== Entries taken from a pointing dataset ==
------------

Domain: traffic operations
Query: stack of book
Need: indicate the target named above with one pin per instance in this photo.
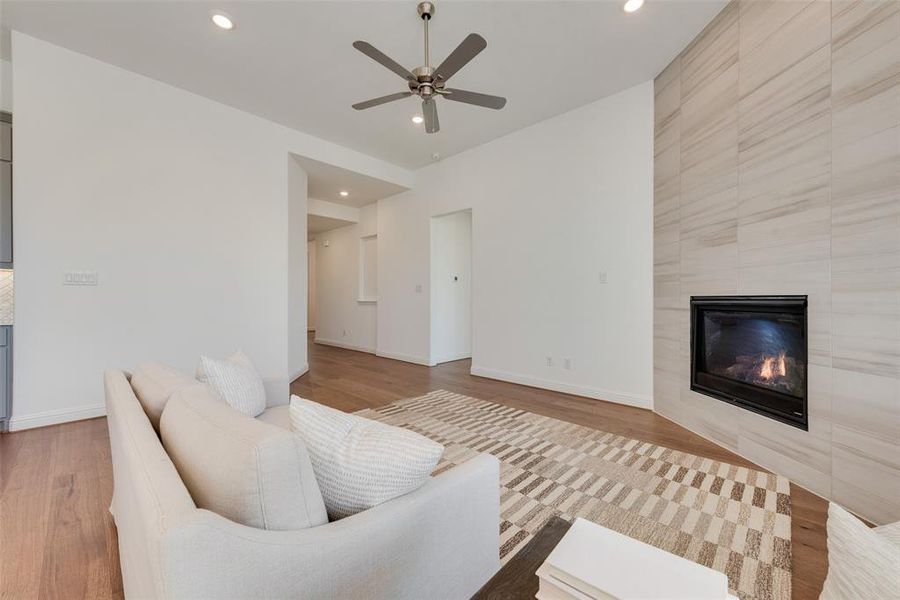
(592, 562)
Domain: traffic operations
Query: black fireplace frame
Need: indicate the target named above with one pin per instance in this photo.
(739, 393)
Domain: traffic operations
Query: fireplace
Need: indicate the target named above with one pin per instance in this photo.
(751, 351)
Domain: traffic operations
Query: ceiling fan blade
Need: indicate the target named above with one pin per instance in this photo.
(383, 59)
(429, 111)
(381, 100)
(485, 100)
(466, 51)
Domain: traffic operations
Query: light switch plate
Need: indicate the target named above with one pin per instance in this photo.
(80, 278)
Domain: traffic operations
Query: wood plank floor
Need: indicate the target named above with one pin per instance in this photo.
(58, 539)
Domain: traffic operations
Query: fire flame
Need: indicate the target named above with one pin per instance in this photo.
(773, 366)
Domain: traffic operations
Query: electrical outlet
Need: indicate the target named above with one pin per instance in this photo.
(80, 278)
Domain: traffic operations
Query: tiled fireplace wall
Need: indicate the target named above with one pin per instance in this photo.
(777, 171)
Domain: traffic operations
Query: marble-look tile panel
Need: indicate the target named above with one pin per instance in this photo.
(866, 469)
(786, 180)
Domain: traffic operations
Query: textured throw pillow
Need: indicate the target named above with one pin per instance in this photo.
(360, 463)
(861, 563)
(235, 380)
(248, 471)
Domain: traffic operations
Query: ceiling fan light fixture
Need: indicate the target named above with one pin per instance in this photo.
(222, 20)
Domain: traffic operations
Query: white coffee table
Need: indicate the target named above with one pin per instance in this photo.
(592, 562)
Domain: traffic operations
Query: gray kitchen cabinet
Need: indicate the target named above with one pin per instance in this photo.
(5, 376)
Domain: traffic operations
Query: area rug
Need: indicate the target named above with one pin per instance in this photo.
(732, 519)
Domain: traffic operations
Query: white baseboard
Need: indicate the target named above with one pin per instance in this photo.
(55, 417)
(637, 400)
(451, 357)
(344, 345)
(418, 360)
(299, 372)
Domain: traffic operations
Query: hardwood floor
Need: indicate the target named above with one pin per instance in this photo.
(58, 539)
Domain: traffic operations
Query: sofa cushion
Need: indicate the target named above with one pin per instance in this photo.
(861, 563)
(236, 380)
(361, 463)
(244, 469)
(153, 384)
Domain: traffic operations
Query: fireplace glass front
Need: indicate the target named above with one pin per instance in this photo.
(752, 351)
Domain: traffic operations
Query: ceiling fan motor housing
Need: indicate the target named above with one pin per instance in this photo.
(426, 10)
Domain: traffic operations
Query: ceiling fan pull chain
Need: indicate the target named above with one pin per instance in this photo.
(426, 18)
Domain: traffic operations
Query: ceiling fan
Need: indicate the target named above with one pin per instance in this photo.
(428, 82)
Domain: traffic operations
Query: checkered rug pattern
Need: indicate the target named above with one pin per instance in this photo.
(732, 519)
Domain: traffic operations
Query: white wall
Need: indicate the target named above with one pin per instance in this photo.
(403, 278)
(451, 287)
(297, 266)
(341, 319)
(178, 202)
(311, 285)
(5, 85)
(552, 206)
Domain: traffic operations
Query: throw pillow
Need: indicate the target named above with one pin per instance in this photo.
(153, 383)
(360, 463)
(236, 381)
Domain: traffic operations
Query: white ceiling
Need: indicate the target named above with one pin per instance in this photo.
(325, 182)
(318, 224)
(292, 62)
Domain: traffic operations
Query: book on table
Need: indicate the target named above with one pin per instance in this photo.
(592, 562)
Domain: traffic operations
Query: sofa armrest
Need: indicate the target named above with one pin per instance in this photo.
(441, 541)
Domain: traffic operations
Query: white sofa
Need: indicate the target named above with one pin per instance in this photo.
(440, 541)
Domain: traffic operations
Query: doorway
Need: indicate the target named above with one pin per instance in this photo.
(451, 287)
(311, 285)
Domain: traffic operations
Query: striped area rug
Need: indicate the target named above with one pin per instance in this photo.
(732, 519)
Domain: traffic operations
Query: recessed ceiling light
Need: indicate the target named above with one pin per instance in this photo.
(222, 20)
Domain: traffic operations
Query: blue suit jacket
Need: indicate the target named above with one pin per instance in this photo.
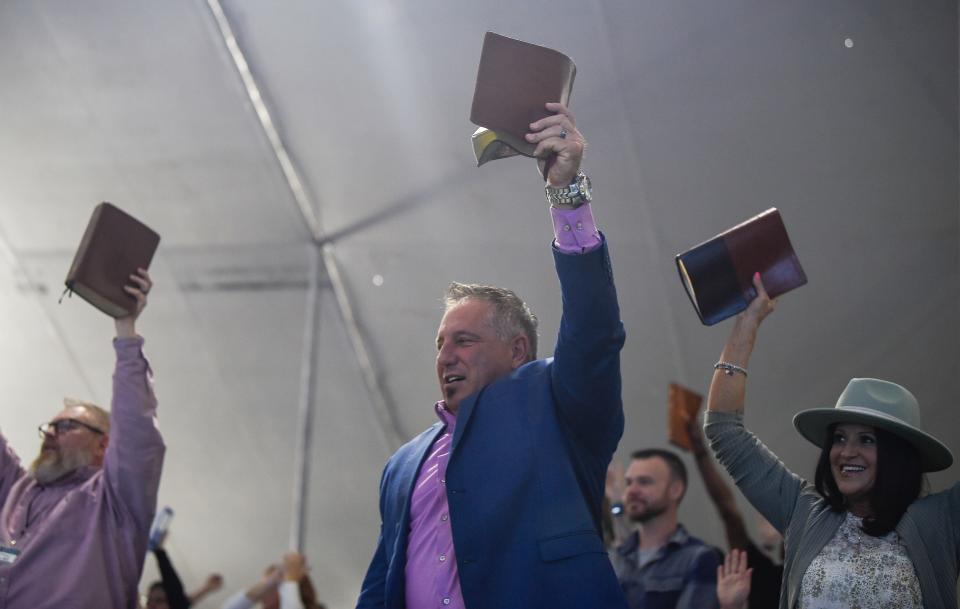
(527, 467)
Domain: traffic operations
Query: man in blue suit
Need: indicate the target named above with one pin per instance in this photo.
(496, 506)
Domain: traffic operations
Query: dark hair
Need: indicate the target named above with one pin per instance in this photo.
(677, 469)
(898, 482)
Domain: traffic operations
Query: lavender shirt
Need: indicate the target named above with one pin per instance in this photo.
(83, 539)
(431, 574)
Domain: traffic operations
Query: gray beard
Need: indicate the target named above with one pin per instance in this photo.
(46, 469)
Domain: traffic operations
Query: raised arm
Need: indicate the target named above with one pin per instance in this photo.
(586, 371)
(720, 493)
(729, 383)
(765, 481)
(134, 455)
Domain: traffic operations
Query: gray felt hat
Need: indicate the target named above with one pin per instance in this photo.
(879, 404)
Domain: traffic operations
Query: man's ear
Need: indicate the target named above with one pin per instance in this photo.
(676, 490)
(519, 351)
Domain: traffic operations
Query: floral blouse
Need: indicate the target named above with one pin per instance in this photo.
(858, 571)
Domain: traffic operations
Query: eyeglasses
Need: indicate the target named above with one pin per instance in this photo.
(55, 428)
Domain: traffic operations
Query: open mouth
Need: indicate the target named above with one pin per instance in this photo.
(851, 469)
(452, 378)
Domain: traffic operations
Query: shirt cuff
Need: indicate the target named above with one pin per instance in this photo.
(574, 230)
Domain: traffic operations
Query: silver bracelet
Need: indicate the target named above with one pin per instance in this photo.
(729, 369)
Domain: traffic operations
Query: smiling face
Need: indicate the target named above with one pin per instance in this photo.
(470, 354)
(68, 451)
(853, 463)
(650, 490)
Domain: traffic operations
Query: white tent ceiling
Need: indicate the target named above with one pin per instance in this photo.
(699, 114)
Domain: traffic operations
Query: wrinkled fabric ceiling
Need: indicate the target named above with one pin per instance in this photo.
(699, 115)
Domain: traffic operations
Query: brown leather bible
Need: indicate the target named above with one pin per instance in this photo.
(683, 406)
(718, 273)
(515, 80)
(113, 247)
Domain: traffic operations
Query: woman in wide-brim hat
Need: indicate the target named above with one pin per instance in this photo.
(861, 535)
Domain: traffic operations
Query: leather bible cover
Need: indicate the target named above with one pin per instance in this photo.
(113, 247)
(718, 273)
(515, 80)
(683, 406)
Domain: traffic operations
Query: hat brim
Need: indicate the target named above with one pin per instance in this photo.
(813, 424)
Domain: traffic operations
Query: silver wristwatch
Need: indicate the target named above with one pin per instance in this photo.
(572, 196)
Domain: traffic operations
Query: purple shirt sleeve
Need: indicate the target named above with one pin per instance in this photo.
(574, 230)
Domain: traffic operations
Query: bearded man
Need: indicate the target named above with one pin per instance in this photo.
(74, 527)
(661, 566)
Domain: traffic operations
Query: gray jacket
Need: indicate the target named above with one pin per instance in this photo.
(930, 529)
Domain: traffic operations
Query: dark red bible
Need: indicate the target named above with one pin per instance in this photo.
(718, 273)
(113, 247)
(515, 80)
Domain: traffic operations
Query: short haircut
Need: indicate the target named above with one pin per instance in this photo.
(509, 317)
(678, 471)
(101, 416)
(899, 481)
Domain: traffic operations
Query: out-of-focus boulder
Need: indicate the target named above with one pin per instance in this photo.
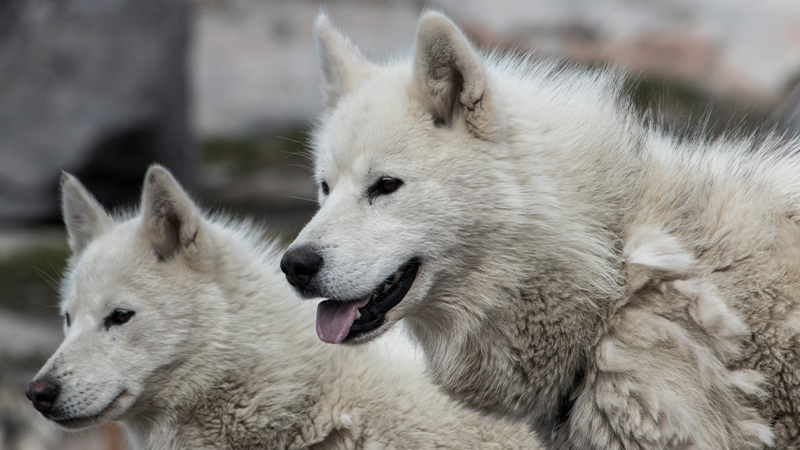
(94, 87)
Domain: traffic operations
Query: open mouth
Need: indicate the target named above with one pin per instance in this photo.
(339, 320)
(80, 422)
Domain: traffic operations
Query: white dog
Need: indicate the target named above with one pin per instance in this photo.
(560, 260)
(182, 328)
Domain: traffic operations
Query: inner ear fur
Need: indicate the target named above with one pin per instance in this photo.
(449, 77)
(84, 217)
(171, 220)
(342, 64)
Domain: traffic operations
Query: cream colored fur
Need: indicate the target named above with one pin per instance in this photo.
(218, 354)
(581, 270)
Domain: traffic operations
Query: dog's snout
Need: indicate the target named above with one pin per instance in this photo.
(42, 394)
(300, 265)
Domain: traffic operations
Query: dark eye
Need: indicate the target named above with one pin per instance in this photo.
(384, 186)
(118, 317)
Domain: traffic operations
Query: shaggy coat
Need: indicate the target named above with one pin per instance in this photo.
(579, 269)
(214, 352)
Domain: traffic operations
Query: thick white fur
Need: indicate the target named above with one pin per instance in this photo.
(612, 285)
(219, 355)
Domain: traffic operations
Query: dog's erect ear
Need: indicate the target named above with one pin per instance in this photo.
(450, 78)
(341, 62)
(84, 217)
(171, 220)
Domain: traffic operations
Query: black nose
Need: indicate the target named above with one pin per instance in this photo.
(42, 394)
(300, 265)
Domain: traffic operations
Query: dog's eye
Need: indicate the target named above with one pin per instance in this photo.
(384, 186)
(118, 317)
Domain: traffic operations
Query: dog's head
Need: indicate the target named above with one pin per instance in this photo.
(127, 302)
(395, 160)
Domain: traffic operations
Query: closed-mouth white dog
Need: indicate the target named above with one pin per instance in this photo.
(180, 327)
(560, 259)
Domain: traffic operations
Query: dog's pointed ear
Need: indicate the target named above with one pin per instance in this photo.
(170, 218)
(341, 62)
(84, 217)
(449, 77)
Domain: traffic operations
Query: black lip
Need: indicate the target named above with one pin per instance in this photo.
(373, 314)
(80, 422)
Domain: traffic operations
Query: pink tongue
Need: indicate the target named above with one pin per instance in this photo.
(334, 319)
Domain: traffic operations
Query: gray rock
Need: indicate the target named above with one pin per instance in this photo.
(94, 87)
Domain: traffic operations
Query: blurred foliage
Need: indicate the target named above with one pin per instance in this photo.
(284, 147)
(29, 279)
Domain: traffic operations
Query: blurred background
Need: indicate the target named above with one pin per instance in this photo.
(223, 93)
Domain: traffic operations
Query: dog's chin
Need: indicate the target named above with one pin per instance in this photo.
(111, 411)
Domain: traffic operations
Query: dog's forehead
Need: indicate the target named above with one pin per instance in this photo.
(103, 268)
(366, 133)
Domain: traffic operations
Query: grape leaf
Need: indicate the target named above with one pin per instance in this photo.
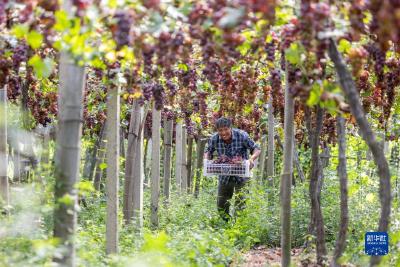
(34, 39)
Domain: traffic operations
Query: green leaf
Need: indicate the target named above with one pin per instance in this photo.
(42, 68)
(157, 243)
(66, 199)
(102, 166)
(244, 48)
(344, 46)
(34, 39)
(20, 31)
(293, 54)
(315, 94)
(62, 21)
(248, 109)
(183, 66)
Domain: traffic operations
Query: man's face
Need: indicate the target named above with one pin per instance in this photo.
(225, 133)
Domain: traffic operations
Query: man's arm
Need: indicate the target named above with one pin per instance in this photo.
(209, 149)
(254, 149)
(254, 156)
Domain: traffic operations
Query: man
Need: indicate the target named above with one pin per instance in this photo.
(231, 142)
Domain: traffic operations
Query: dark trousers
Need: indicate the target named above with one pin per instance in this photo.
(225, 193)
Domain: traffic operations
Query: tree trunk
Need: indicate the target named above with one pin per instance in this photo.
(133, 174)
(315, 177)
(189, 163)
(169, 124)
(271, 148)
(178, 155)
(147, 160)
(201, 145)
(344, 209)
(298, 165)
(133, 134)
(138, 174)
(70, 116)
(155, 165)
(95, 153)
(4, 184)
(112, 182)
(287, 174)
(261, 159)
(184, 175)
(369, 137)
(100, 159)
(122, 141)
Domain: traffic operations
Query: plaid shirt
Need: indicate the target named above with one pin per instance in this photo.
(241, 143)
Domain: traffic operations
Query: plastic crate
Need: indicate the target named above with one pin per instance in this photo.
(240, 169)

------------

== Required work ==
How many lines in the records above contain the string "floor"? Treat uppercase and lowercase as different, and reply with the number alone.

== The completed task ==
2